**EXTRACTED TEXT**
********************

If you are managing a diagnosis of diabetes, your health care provider will likely advise you that you need to monitor your blood sugar levels at home.
The best way to do this is using a glucose monitor. A glucose monitor is a device that you can use to test the levels of sugar, or glucose, in your blood.
Blood glucose levels can change during the day depending on several factors including what you eat, what medications you take, and your level of activity. It’s important to work with your health care provider to understand how often you should check your blood glucose levels at home.
Most glucose monitors work the same way: a test strip is inserted into the device. Then, you use a special device called a lancet to poke the end of your fingertip so a drop of blood comes out. Then you touch the test strip to the blood and wait for the machine to give you a reading.
Here are five questions to ask yourself when choosing a glucose monitor.
1. What does my insurance cover?
To health insurance companies, glucose monitors and supplies like test strips and lancets are considered durable medical equipment. First, you’ll need a prescription for the equipment. Then, you need to know who the preferred Durable Medical Equipment supplier is to fill that prescription.
Blue Cross Blue Shield of Michigan and Blue Care Network members can find a supplier by using the Find a Doctor tool on bcbsm.com or our mobile app, and search for durable medical equipment.
You might also want to check your plan benefits. The best way to get information about your plan is to log in to your account. You can do that using our website or through our mobile app.
Once you log in:
- Go to My Coverage, select Medical and then What’s Covered.
- Look for or search for durable medical equipment. Some members may find it in the Other Covered Services category.
For additional help, members can call the number on the back of their Blue Cross ID card.
2. How easy is it to use?
Make sure you’re choosing a device that makes testing as simple and easy to understand as possible. Ask yourself: can I read the screen? Can I comfortably hold the meter and the test strips? How easy is it to get the drop of blood onto the test strip?
There are newer alternative glucose monitors on the market that you may want to discuss with your health care provider if a traditional glucose monitor is difficult for you to use. There are alternative site monitors that allow blood samples to be taken from other areas, like the arm, the thigh or the palm of the hand that may be less painful than a finger – but the results may not be as accurate.

********************

**SET OF TASKS**
1/ Answer these questions from the text on glucose monitors:
(a) Which factors can change blood glucose levels during the day?
(b) As what kind of equipment do health insurance companies classify glucose monitors and supplies like test strips and lancets?
(c) Besides the finger, from which areas can alternative site monitors take blood samples?
2/ Resume the text on glucose monitors, starting right after its last sentence.
The rows have no connection to the text on glucose monitors.

**SUPPLIED DATA**

********************

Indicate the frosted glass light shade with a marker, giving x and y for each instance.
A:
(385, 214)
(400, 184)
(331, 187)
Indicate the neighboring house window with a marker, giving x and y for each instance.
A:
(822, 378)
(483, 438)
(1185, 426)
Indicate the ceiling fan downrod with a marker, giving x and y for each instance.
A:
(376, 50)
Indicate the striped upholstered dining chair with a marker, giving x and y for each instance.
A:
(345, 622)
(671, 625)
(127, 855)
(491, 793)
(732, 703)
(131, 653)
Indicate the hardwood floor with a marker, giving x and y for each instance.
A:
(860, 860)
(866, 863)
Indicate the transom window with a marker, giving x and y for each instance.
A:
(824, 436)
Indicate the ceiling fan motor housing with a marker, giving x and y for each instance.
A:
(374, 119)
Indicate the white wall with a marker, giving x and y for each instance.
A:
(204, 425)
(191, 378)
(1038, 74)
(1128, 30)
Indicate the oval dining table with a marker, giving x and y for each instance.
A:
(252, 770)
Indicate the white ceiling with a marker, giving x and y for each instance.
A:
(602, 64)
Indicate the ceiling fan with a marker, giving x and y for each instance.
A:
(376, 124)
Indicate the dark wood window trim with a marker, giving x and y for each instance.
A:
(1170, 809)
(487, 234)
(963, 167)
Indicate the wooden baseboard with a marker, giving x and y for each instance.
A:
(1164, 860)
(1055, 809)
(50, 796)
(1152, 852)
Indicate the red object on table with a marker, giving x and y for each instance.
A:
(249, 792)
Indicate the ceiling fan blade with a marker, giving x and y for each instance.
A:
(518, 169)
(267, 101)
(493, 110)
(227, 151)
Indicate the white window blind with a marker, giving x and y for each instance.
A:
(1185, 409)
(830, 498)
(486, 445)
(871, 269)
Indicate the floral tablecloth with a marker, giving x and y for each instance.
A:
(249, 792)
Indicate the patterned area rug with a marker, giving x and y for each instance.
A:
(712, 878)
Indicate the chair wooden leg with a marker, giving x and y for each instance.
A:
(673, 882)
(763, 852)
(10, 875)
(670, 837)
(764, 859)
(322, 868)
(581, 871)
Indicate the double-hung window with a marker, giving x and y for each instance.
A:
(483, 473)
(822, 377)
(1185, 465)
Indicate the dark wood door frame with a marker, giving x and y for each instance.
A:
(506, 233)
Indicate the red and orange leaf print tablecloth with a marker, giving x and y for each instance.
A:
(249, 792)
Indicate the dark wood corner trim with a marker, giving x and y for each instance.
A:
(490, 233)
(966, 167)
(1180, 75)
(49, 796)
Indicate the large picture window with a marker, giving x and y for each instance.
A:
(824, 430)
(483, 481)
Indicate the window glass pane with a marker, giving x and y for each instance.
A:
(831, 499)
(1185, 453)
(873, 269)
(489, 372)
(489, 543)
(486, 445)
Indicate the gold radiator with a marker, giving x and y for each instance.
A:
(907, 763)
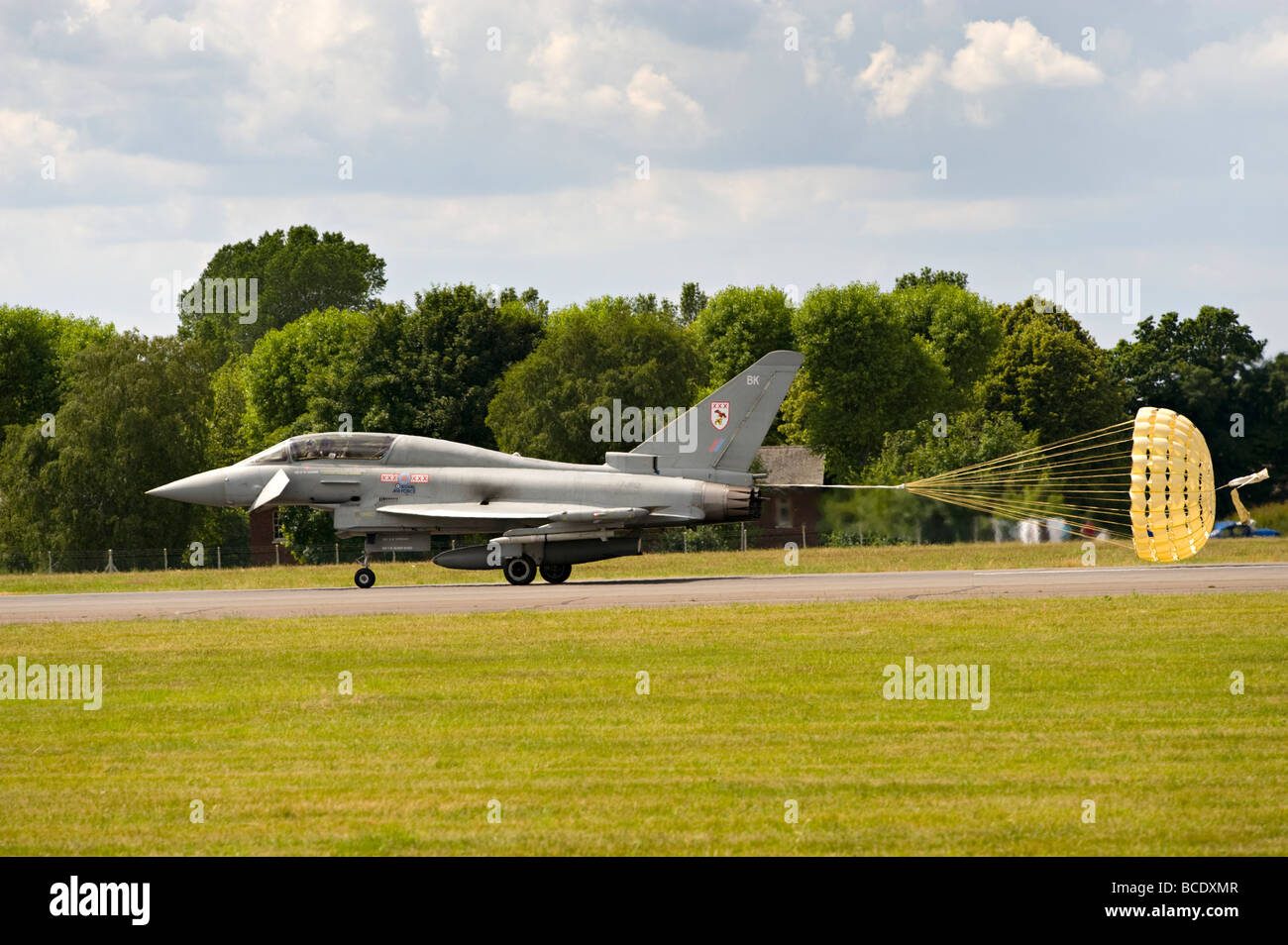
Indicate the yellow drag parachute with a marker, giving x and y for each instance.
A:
(1144, 483)
(1172, 486)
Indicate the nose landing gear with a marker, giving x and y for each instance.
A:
(365, 577)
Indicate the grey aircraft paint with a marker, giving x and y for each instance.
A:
(397, 489)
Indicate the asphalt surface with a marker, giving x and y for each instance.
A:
(581, 595)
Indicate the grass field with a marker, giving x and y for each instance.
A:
(969, 557)
(1120, 700)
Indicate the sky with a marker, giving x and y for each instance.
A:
(1134, 151)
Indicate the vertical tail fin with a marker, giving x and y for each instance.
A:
(730, 424)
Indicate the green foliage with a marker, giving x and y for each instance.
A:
(692, 301)
(864, 373)
(973, 437)
(35, 348)
(608, 348)
(1050, 373)
(1270, 515)
(739, 326)
(303, 376)
(926, 278)
(133, 417)
(433, 369)
(297, 271)
(964, 329)
(1210, 368)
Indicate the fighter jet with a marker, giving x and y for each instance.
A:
(397, 490)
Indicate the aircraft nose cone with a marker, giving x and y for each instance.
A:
(202, 488)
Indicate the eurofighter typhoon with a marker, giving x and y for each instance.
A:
(398, 490)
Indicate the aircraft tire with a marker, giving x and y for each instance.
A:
(555, 574)
(519, 571)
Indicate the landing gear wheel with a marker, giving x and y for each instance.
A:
(519, 571)
(555, 574)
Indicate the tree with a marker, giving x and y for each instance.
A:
(962, 327)
(692, 301)
(35, 348)
(964, 439)
(295, 273)
(433, 369)
(133, 419)
(925, 278)
(1050, 373)
(864, 373)
(739, 326)
(1209, 368)
(591, 355)
(303, 376)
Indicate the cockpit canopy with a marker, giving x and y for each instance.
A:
(369, 447)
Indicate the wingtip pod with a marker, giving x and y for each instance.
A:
(1172, 486)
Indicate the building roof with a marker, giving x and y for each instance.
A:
(799, 465)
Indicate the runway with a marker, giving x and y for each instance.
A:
(584, 595)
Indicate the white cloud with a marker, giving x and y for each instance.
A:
(896, 85)
(580, 81)
(1005, 54)
(996, 55)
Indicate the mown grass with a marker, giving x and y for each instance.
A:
(1121, 700)
(967, 557)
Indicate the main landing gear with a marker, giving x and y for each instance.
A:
(555, 574)
(365, 577)
(519, 571)
(523, 570)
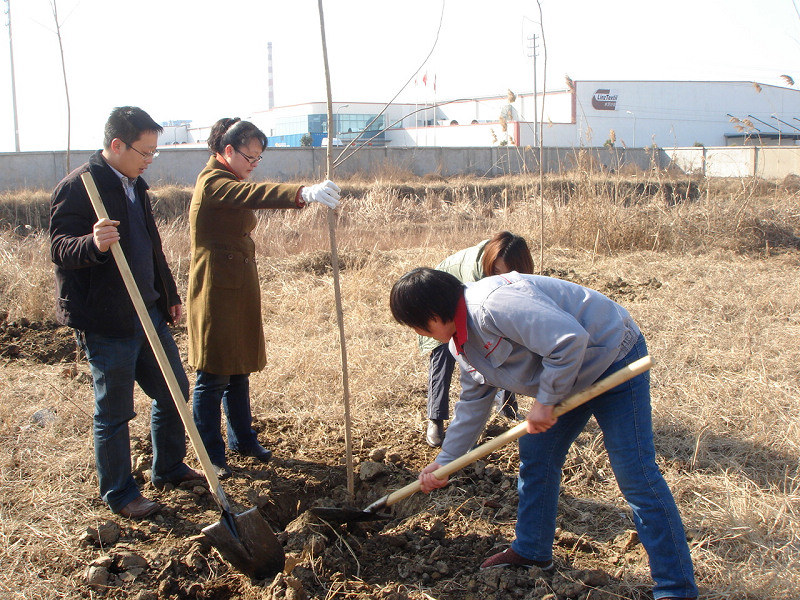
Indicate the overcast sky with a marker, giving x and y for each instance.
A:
(203, 59)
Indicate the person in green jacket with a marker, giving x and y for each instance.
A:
(503, 253)
(226, 337)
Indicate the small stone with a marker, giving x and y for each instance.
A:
(97, 576)
(377, 454)
(104, 561)
(131, 560)
(394, 458)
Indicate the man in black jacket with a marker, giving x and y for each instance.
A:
(91, 298)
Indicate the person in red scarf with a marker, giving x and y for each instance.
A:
(226, 338)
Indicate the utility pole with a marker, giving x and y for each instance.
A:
(532, 48)
(13, 85)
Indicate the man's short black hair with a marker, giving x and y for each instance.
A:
(128, 123)
(422, 294)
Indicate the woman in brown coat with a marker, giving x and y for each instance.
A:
(226, 338)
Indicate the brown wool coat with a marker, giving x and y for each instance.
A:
(226, 336)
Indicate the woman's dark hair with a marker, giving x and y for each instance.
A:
(235, 132)
(424, 293)
(514, 251)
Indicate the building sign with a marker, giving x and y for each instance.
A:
(604, 100)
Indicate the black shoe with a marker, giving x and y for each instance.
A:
(434, 436)
(222, 471)
(509, 558)
(259, 452)
(139, 508)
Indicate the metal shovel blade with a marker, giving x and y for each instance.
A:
(347, 515)
(248, 543)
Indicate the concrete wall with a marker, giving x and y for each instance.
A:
(180, 164)
(738, 161)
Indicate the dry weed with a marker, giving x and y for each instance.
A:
(718, 306)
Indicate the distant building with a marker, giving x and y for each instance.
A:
(176, 132)
(631, 114)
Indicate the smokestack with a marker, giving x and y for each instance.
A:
(271, 102)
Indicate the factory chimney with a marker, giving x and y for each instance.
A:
(271, 102)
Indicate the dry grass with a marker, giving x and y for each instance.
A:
(711, 273)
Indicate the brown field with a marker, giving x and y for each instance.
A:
(710, 270)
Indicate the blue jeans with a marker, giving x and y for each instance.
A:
(233, 392)
(624, 416)
(116, 363)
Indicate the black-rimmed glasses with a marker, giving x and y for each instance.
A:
(253, 160)
(144, 155)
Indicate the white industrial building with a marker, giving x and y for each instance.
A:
(633, 114)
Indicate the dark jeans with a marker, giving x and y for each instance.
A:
(440, 375)
(116, 363)
(233, 393)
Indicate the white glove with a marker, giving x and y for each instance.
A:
(326, 193)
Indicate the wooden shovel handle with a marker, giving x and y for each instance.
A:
(624, 374)
(158, 349)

********************

**RESPONSES IN ORDER**
1/
(a) What you eat, what medications you take, and your level of activity.
(b) Durable medical equipment.
(c) The arm, the thigh, or the palm of the hand.

2/
Continuous Glucose Monitors (CGMs) use a sensor placed under the skin to measure blood sugar levels and can send the readings to a smart phone, smart watch or other recording device. While these devices can alert you immediately if your levels are too low or too high, they also may carry a higher cost, require frequently replacing of the sensor and may need to be checked against a traditional finger-poke device.
Talk with your health care provider about the device that’s best for you.
3. Does it have special features?
Do you need a device with a bigger screen or one that’s illuminated so you can see it better? Do you need larger or simpler buttons, or larger test strips? Shop for a glucose monitor that has the features you need to be able to use it correctly.
4. How does the device store and share information?
Talk with your doctor about the types of information you need to receive from a glucose monitor. Some glucose monitors can keep a log for each test, including time, date, and results, as well as trends over time. Other monitors can deliver real-time updates to health care providers via a smart phone app. Additionally, some monitors may allow you to download your readings to a computer and then email or print the results for your doctor to review.
5. Is there support available?
Make sure you can easily find information about how to use your glucose monitor. Consider whether the instructions on how to use the glucose monitor are easy to follow, and if there is a customer service number for the manufacturer in case you encounter any issues with the device.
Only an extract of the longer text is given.